BEGIN Text segment

Clinton Symphony to Perform Appalachian Spring

Join us as the Clinton Symphony Orchestra kicks off their 66th season on Saturday, September 21 at 7:30 pm. The concert, entitled “From the Countryside” will take place in the Centennial Auditorium of Sterling High School in Illinois. More information about the concert may be found here. A featured piece on the concert is Aaron Copland’s Appalachian Spring. Please enjoy the following program notes:

Aaron Copland—Appalachian Spring

When Aaron Copland (1900-1990) was born at the turn of the twentieth century, the one piece of serious music considered to be “American” was written by a Czech composer. As head of the newly-founded New York Conservatory of Music, Antonín Dvorak had composed a symphony to illustrate to his students—and to America’s classical composers—how to incorporate native American influences into their compositions, so that their works were reflective of American culture rather than the European trends of Wagner and Brahms.

Dvorak’s Symphony No 9 in E minor, “From the New World,” was viewed by many as incorporating slave melodies and Native American music into, particularly, the second and third movements, respectively. Sensitive to any suggestion that he might have copied verbatim from native musical sources, Dvorak vehemently denied doing so, stating that he only sought to capture the essence of the American spirit in his work. Long after his American sojourn, he explained to one music journal writer

I am sending you Kretschmar’s analysis of the Symphony [No 9], but the nonsense-that I made use of “Indian” and American motifs leave out, because it is a lie, I only sought to write in the spirit of these American folk-melodies.

Only after World War I did American composers take seriously the task of presenting idiosyncratic American music to world audiences. The most notable instances was Broadway composer George Gershwin’s venture into classical music with his jazz-infused scores: Rhapsody in Blue (1924), Piano Concerto in F (1925), and An American in Paris (1928).

Fresh from his studies in Europe, Aaron Copland sought in his early works in the 1920s and ‘30s to fashion a music that truly embraced the singularities of a unique American tradition in subjects and tonalities. His first attempts were, like Gershwin’s, jazz-inspired, but had negligible impact in forwarding his career. However, when he turned his considerable skills to western-themed subjects, to writing in his “vernacular style”, as he put it, he struck a chord with critics and the public that brought him broad recognition. His two notable ballets of that period were Billy the Kid (1939) and Rodeo (1942), both for the Martha Graham Dance Company and funded by the Elizabeth Sprague Coolidge Foundation.

Copland began working on Appalachian Spring in late 1942, following the success of Rodeo; again, the score was for the Graham Dance group and commissioned by the Coolidge Foundation. His fee was a quite generous five-hundred dollars.

When he started composing for the ballet, Copland had no clear idea of what the story concept was. According to the composer, Graham gave him only the barest of hints, “the legend of American living.” Happily, Copland’s inspiration arrived in the form of a book by Edward Deming Andrews, The Gift to be Simple—Songs, Dances and Rituals of the American Shakers. Copland stated that the book’s title song jumped out to him immediately. But his Ballet for Martha, stressed the characteristics of Graham herself:

I was thinking primarily about Martha and her unique choreographic style, which I knew well. There’s something prim and restrained, simple yet strong, about her which one tends to think of as American. Appalachian Spring would never have existed without her special personality. The music reflects…the unique quality of a human being, an American landscape and a way of feeling.

END Text segment

▶ Task set
1) In the program notes on Appalachian Spring, give the passage from "Copland began working" to "generous five-hundred dollars." again, substituting "six-hundred dollars" for "five-hundred dollars".
2) List every George Gershwin composition named in the program notes on Appalachian Spring.
The records play no part in this.

BEGIN Extracted records

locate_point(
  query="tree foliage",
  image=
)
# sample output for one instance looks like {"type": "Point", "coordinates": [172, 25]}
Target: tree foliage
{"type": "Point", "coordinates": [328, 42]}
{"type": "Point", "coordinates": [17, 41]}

END Extracted records

▶ Expected answers
1)
Copland began working on Appalachian Spring in late 1942, following the success of Rodeo; again, the score was for the Graham Dance group and commissioned by the Coolidge Foundation. His fee was a quite generous six-hundred dollars.

2)
Rhapsody in Blue (1924)
Piano Concerto in F (1925)
An American in Paris (1928)